* Work instruction: Identify all lines below that hold "target" and collect them.

* Extracted entries:
◆ ◆ ◆ ◆ ◆

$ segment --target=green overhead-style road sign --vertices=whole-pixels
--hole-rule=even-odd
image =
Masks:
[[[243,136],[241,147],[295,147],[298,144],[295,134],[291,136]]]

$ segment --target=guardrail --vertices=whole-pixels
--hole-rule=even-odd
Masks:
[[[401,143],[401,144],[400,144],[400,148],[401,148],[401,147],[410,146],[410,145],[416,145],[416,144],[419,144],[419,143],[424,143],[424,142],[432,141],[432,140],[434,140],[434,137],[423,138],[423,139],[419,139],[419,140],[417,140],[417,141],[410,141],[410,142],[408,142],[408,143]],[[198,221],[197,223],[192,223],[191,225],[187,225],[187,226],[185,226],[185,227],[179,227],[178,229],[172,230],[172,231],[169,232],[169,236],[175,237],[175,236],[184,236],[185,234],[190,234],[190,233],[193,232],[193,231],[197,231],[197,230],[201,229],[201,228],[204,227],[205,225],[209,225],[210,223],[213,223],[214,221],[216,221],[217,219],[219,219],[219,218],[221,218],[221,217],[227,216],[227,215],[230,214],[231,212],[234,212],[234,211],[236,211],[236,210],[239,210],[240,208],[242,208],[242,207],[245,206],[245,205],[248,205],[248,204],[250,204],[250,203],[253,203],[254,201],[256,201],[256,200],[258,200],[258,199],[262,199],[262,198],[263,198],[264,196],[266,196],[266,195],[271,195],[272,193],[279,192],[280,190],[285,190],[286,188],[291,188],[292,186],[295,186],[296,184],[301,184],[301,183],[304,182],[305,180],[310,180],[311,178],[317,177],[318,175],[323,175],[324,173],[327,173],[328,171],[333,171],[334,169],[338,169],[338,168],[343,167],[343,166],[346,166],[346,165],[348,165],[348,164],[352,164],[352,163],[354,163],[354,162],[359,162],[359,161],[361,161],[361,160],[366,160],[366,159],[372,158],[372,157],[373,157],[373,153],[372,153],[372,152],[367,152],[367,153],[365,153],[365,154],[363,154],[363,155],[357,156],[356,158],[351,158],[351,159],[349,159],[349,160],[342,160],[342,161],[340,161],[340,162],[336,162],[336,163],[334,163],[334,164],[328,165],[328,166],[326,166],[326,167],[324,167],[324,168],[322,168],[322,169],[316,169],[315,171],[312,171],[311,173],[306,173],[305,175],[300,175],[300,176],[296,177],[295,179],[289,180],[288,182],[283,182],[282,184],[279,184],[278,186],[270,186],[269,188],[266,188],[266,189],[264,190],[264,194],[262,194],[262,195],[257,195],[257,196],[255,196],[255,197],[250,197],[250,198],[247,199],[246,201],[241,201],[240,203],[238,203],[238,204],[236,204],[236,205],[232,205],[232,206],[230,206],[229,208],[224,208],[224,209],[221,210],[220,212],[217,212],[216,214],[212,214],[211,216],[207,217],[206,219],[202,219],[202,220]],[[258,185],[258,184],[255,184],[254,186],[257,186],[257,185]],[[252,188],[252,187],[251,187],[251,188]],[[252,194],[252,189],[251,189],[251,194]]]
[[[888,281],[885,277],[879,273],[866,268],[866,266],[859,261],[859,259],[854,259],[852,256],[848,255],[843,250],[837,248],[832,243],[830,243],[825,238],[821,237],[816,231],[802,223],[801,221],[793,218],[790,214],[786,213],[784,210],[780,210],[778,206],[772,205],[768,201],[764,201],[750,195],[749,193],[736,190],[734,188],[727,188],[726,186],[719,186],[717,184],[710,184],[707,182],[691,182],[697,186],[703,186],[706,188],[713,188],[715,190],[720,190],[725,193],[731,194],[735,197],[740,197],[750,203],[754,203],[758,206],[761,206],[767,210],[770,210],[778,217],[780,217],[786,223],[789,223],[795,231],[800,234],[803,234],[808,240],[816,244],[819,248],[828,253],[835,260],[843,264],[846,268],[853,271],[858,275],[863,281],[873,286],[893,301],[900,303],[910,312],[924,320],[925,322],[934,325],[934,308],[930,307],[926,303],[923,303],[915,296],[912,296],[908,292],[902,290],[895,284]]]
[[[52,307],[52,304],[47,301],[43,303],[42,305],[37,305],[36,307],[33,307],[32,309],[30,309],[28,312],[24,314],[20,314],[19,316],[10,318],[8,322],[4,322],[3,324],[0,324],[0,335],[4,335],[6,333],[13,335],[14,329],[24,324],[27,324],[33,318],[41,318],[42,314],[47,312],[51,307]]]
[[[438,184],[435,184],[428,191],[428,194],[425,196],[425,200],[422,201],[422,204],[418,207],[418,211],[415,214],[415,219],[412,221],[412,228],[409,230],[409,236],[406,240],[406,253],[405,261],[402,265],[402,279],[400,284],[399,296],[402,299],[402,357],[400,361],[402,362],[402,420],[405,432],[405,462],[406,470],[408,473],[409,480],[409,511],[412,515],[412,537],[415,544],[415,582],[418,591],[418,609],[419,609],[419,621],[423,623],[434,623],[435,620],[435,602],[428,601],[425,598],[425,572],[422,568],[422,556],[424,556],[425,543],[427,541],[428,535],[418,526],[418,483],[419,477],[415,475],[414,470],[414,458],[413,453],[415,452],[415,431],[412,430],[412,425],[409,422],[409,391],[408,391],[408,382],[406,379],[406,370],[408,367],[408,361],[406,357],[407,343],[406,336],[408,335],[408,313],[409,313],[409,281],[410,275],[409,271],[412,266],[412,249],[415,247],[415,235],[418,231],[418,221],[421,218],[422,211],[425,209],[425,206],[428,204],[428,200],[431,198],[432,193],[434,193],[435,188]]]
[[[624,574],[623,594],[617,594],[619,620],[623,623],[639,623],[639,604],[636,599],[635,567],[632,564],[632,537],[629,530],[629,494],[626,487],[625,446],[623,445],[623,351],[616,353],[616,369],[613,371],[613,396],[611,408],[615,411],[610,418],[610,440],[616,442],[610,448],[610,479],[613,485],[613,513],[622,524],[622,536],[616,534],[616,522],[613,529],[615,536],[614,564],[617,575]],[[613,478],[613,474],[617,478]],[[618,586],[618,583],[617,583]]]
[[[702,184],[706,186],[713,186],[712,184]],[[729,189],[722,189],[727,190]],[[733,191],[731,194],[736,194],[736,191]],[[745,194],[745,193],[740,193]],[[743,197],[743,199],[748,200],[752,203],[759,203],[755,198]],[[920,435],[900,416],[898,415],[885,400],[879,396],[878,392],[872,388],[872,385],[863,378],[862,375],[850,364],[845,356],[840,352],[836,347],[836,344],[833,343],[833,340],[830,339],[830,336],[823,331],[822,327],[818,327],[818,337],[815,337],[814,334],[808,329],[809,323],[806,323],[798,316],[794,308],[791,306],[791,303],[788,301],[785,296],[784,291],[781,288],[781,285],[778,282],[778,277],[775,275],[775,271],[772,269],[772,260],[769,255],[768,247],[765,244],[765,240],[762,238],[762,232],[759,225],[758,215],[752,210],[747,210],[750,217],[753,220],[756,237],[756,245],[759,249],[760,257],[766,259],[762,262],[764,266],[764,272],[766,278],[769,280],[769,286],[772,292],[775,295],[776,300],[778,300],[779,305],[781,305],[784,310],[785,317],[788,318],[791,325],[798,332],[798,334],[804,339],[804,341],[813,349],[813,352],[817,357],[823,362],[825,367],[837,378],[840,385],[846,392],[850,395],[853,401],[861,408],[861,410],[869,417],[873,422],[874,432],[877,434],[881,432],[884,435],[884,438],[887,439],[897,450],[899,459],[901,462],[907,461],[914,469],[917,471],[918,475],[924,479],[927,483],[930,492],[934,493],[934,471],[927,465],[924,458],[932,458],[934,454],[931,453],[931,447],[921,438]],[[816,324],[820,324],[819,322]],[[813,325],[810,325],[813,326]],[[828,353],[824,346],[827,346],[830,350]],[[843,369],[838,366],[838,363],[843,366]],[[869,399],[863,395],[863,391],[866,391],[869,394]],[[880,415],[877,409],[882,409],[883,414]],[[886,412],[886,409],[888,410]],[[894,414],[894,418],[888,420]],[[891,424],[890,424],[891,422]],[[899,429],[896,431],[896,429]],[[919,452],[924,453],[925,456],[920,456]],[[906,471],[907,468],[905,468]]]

◆ ◆ ◆ ◆ ◆

* Task solution:
$ segment --target=green overhead-style road sign --vertices=whole-pixels
$ segment --target=guardrail --vertices=whole-pixels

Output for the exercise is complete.